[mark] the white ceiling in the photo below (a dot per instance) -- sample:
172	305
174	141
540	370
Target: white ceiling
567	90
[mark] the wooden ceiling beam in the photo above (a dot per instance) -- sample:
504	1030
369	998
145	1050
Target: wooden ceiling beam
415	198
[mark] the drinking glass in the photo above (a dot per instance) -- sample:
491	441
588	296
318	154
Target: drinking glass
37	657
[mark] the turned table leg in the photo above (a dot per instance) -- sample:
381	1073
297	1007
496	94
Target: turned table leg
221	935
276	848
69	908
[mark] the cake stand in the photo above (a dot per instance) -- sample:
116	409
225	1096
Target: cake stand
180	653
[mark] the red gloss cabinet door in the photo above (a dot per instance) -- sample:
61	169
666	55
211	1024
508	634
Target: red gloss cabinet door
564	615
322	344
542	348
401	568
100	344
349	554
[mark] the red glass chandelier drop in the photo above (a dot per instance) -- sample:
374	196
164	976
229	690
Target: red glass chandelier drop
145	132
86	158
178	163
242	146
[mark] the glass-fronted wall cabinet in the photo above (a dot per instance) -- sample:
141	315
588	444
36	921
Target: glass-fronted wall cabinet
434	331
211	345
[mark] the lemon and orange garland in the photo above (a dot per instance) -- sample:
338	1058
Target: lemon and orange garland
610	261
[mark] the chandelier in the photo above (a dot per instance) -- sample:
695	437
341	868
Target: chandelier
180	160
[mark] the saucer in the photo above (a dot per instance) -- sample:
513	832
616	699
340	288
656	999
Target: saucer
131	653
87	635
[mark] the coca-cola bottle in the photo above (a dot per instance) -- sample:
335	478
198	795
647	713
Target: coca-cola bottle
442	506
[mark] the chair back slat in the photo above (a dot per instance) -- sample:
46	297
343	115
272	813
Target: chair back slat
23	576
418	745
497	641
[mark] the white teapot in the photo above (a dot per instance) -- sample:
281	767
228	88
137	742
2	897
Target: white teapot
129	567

* _Task to complete_:
Reproduce, word for word, only the lines from the one that contains "[mark] the turned" through the final line.

* _Worked solution_:
[mark] the turned table leg in the photo above (a dot per instance) -- sample:
381	1073
297	1007
496	94
Target: turned table leg
221	935
276	848
69	908
[mark] the cake stand in the photo above (a dot per instance) -- sample:
116	409
225	1096
Target: cake stand
180	653
[mark] the red gloss cabinet door in the photo above (a dot per instance) -- sample:
61	169
666	55
211	1024
508	634
Target: red gloss cabinet door
564	615
322	344
542	348
401	568
100	344
349	554
[mark] the red glass chandelier drop in the photo above (a dot per instance) -- sample:
374	196
164	976
229	690
Target: red glass chandelier drop
145	132
86	158
178	163
242	146
[mark] the glass-fronted wall cabinet in the photo above (a dot per instance) -- sample:
141	315
588	444
36	921
Target: glass-fronted wall cabinet
434	331
211	345
[mark] the lemon and orange garland in the photo above (a dot per instance) -- sample:
338	1058
Target: lemon and orange garland
610	261
[mark] the chandelier in the photo above (a dot per instance) -- sample:
695	437
341	868
Target: chandelier
180	160
[mark] the saucer in the photo above (a dot per instance) -- sample:
513	832
616	699
340	288
656	999
Target: saucer
131	653
87	635
[mark] the coca-cola bottle in the photo above (a dot per instance) -- sample:
335	478
198	795
647	713
Target: coca-cola bottle
442	506
[mark] the chair back slat in the photo above (a dot per instance) -- sample:
46	297
343	115
272	813
Target: chair back slat
23	576
418	745
497	641
[mark] the white teapot in the photo above (a dot per instance) -- sample:
281	767
228	88
137	742
2	897
Target: white teapot
129	567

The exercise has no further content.